Please reproduce the data below word for word, leaving the pictures out.

* Start TASK INPUT *

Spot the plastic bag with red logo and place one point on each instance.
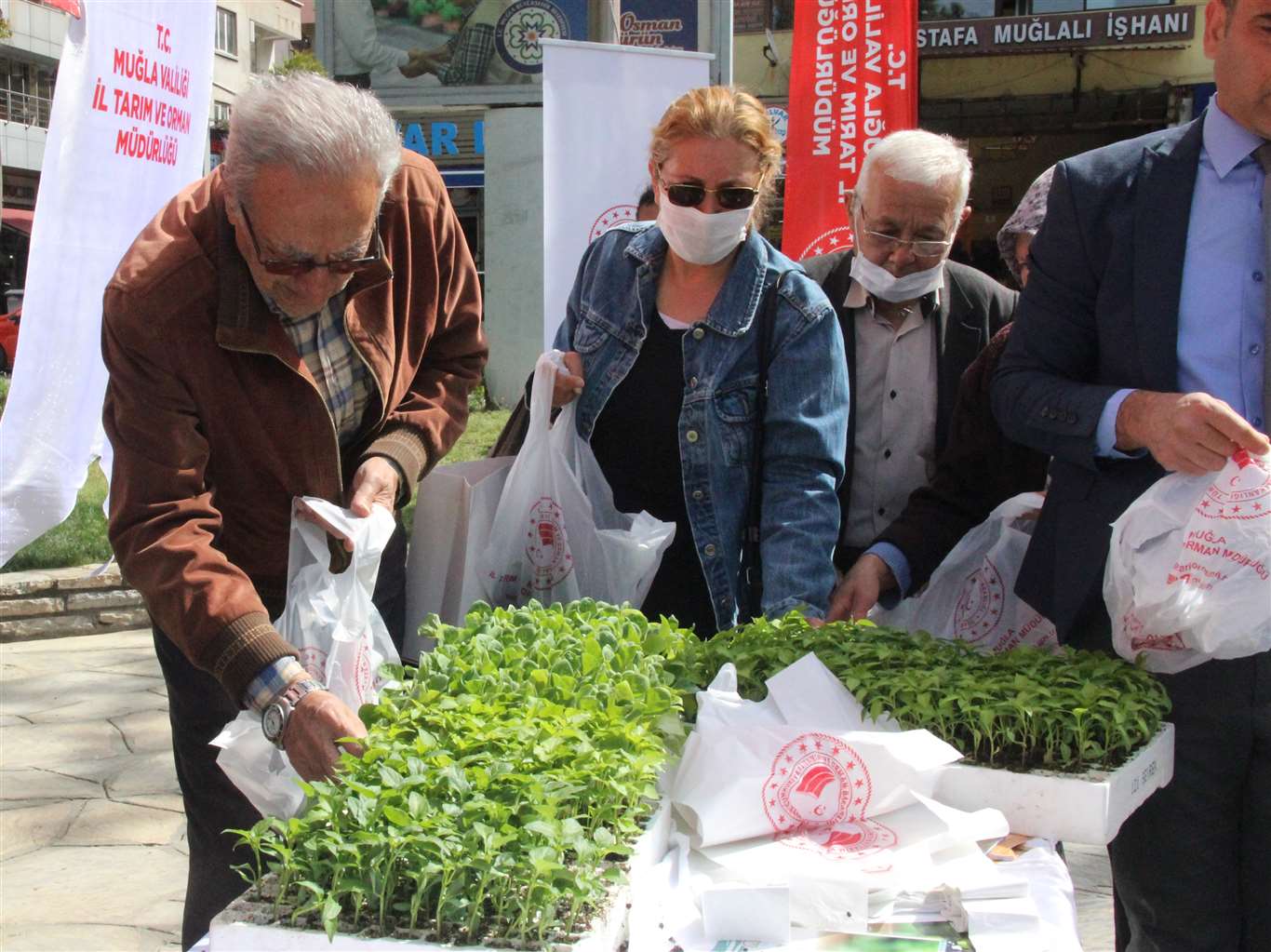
(971, 594)
(556, 534)
(1187, 573)
(341, 638)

* End TASK INPUT *

### SOLUTION TO THIS EXERCISE
Spot the plastic bag with red logo and place one point on each instance.
(971, 594)
(556, 534)
(1187, 573)
(341, 638)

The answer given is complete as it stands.